◆ SET PROBLEM ◆
Please reproduce every entry below word for word, leaving out the pictures.

(Point labeling examples)
START

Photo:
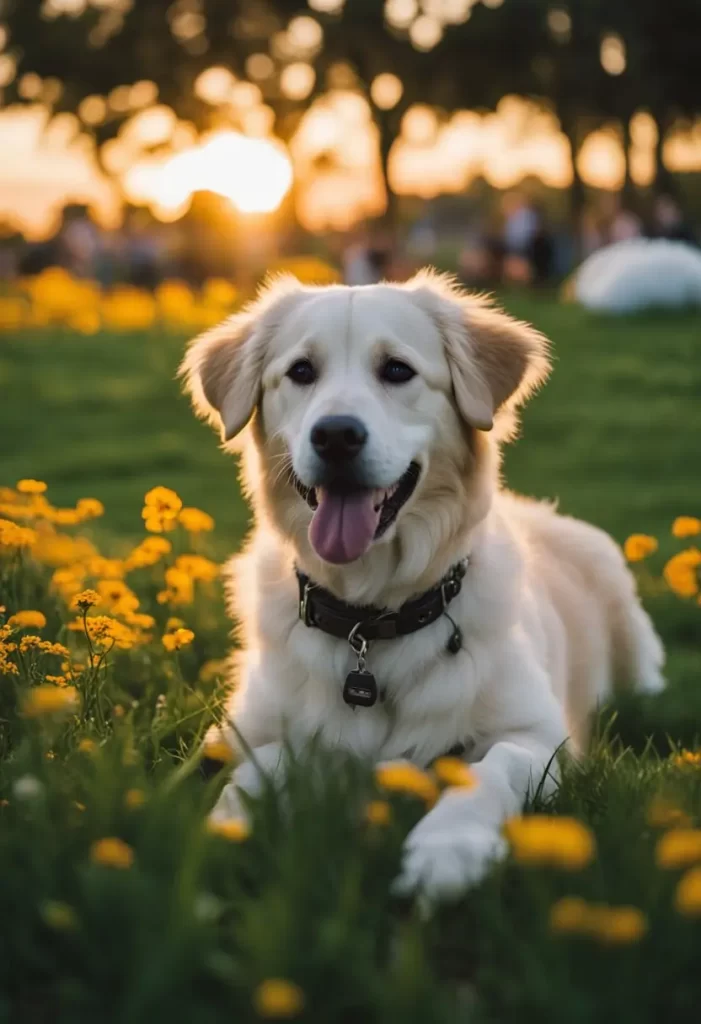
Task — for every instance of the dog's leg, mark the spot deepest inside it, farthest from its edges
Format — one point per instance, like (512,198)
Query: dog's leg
(452,847)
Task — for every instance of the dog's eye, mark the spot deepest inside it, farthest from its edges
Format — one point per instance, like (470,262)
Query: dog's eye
(396,372)
(302,372)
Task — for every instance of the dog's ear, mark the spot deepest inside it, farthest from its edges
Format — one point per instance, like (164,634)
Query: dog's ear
(495,360)
(223,368)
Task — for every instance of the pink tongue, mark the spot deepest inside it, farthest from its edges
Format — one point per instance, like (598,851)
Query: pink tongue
(344,525)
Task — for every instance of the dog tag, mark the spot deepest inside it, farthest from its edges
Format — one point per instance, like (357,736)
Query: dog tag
(360,689)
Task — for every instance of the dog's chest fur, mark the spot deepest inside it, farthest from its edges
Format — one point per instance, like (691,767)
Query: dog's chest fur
(428,692)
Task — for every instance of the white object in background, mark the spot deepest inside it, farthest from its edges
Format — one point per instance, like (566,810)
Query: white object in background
(641,273)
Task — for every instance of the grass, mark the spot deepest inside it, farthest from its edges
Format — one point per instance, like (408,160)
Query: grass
(196,923)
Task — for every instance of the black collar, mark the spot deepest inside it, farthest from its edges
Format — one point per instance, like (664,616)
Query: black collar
(320,609)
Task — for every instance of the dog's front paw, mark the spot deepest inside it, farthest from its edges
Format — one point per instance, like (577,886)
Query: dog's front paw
(444,862)
(229,805)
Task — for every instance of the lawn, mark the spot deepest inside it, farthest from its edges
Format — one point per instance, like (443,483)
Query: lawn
(167,922)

END

◆ FULL SOLUTION ◆
Photo:
Task — for every instance of the dog's leg, mark the spot deepest inside it, farthest from its edges
Format — one point per instance, like (512,198)
Query: dog's leg
(452,847)
Task — for every instance of the dog's eye, mark the spot deepest inside it, farthest from its edges
Format — one point per instance, like (470,262)
Query: dog's eye
(396,372)
(302,372)
Task — for every instance of the dog's ear, mark the spot deepest inside it, farthest from its edges
Format — one point per instance, like (164,634)
Query: dog's ear
(495,360)
(223,368)
Task — for every instance of the pink tongue, mark the spot deepest inside it, farthest from its edges
Format — one point per instance, like (598,851)
Query: pink tongue
(344,525)
Task — for every instance of the dog tag, mark the spot deepest inside it, farthest from its edges
Format — one point per instance, like (357,736)
Query: dog tag
(360,689)
Task — for every instance of the dog's chest fur, mark the spot deepest inside it, farthest from its edges
Format — one point per instance, like (691,767)
Query: dog's chest fur
(428,692)
Task — for every instance of the white object in background, mark the spot deepest inside it, farthest from its edges
Format — one point per instance, like (566,810)
Query: white object in background
(641,273)
Task — for every instance of the grass, mark the spot deepest inside it, farthest from its edges
Format — one point per instance, like (408,160)
Query: grass
(196,923)
Task — for every instance of the black collar, mark the spot deepest inside it, farthest from its edges
Format — one point per instance, like (664,616)
Query: black collar
(320,609)
Task — for every instance of the dog's front paw, mark the spot deepest inside it, farthest from its edges
Format — one point per instance, like (577,886)
Query: dog's front paw
(444,862)
(229,805)
Task — for every instance of the lawn, mark the spot deepest inside it, farthest from its edges
Format — one point per instance, like (443,483)
Query: lawn
(167,922)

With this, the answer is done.